## Begin Extracted information
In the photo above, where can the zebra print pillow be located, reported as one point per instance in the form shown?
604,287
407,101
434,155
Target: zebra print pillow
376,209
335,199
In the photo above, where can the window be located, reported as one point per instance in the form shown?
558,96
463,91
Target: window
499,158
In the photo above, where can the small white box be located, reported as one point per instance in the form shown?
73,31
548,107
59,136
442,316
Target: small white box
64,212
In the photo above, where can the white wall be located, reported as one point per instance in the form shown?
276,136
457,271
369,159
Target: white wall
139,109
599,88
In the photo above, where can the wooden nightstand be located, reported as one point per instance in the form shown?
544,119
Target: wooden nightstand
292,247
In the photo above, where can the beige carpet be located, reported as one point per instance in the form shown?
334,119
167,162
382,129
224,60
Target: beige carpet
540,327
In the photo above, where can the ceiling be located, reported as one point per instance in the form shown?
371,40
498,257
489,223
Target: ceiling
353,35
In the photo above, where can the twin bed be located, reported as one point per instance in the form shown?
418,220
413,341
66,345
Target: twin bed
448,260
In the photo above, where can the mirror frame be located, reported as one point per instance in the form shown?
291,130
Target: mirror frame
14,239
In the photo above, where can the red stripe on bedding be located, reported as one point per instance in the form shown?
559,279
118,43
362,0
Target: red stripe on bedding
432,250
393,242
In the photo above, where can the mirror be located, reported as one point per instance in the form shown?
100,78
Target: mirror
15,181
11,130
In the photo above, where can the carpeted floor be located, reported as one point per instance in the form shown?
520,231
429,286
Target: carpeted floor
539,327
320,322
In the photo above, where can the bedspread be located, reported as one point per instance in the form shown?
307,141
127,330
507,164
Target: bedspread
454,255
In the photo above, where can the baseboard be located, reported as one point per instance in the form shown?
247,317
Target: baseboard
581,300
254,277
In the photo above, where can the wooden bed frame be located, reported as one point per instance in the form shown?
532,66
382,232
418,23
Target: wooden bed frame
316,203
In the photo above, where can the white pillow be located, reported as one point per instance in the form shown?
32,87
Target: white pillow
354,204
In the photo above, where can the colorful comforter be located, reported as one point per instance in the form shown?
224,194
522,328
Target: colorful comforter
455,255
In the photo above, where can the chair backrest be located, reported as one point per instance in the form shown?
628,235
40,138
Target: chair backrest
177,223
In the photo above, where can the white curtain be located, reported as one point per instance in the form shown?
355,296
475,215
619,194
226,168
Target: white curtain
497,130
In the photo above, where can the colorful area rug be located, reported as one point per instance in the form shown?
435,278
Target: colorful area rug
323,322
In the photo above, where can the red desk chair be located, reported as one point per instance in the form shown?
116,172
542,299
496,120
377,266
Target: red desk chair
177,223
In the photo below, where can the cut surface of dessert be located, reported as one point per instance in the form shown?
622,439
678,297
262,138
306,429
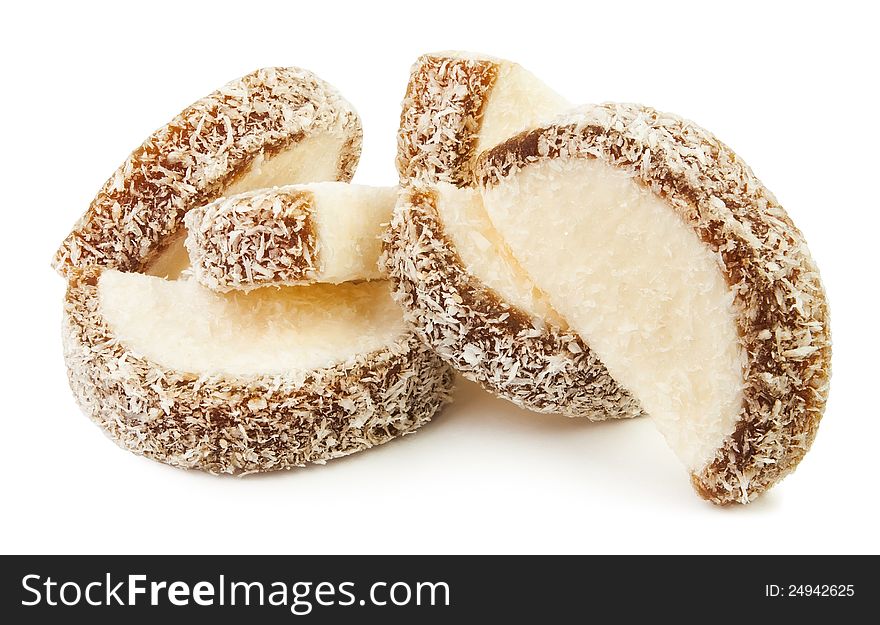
## End Extracted information
**Work to do:** Write out every line of the data above word for word, leaving out the pictures.

**Exercise response:**
In the photo above, where can the zebra print pillow be located, reported as one point per instance in the form shown?
604,287
407,101
434,155
Target: zebra print pillow
376,209
335,199
In the photo above, where can the window be located, reported as one point per instance in the form shown?
558,96
463,91
Target: window
499,158
In the photo above, where can the small white box be located, reported as one point per instance in the form shown?
73,31
548,107
59,136
442,316
Target: small white box
64,212
In the photo above, where can the white wall be located, reported as one point per instance in the form shown?
276,136
457,271
369,159
Target: white wall
139,109
599,88
In the photo above, where can the wooden nightstand be located, reported as one point per instance in the form shown?
544,119
Target: wooden nightstand
292,247
In the photo above, where can the beige carpet be located, reported as one point per instance in the form shown?
334,119
167,162
382,129
224,60
Target: beige carpet
540,327
In the photo above, where can the ceiling be located, reported as one point per instance in the form shown?
371,40
498,257
489,223
Target: ceiling
353,35
In the photo above, where can the twin bed be located, reported as one point per instance in the form shown?
418,220
413,341
66,345
Target: twin bed
448,260
In the photo above, where can the mirror frame be located, reported as one point per instance in the form shown?
291,130
Target: mirror frame
14,239
In the photo above, where can the red stripe on bedding be located, reported as one point per instance in the form shown?
559,279
118,43
362,0
Target: red stripe on bedding
432,250
393,242
In the photo above, where can the mirror be located, reported as one point per instance in the form shown?
100,78
Target: mirror
15,181
11,130
In the photo above, where can the carpeted floor be located, reported as one point per instance in the form shown?
520,231
429,286
Target: carpeted floor
539,327
320,322
In the photo above, where can the bedspread be located, reported as one point per instance in the form shown?
307,141
127,330
507,164
Target: bedspread
454,255
In the photo above, where can the baseboard be located, reported as one point per instance in the form shown?
247,317
Target: baseboard
581,300
254,277
In the photo above, where can the wooden bed frame be located, reported as one point per instance in the form shown?
532,66
382,232
418,23
Target: wooden bed frame
316,203
In the photo above, where can the white pillow be located, reported as one point per instance in the form shown?
32,87
Target: white pillow
354,204
In the photo above, where can the colorful comforter be located, reported as one point per instance in the form shown?
224,194
522,328
Target: colorful comforter
455,255
In the photo above, where can the chair backrest be located, reported as one point per instance in the form shown?
628,235
40,138
Target: chair backrest
177,223
In the photo above, where can the white curtain be located, reported as one point per instance in the form shown?
355,296
475,215
619,194
226,168
Target: white curtain
497,130
In the photo above, where can the colorful area rug be located, reported as one point per instance in the form shown?
435,278
Target: colorful area rug
323,322
In the photo above, where can the red desk chair be located, reported as one point per instance in the form shown?
116,172
542,299
496,120
377,266
Target: red desk chair
177,223
In the photo below, where can the cut surface of dessert be located, reported as one point per instance in the form shown?
622,439
678,297
262,138
306,429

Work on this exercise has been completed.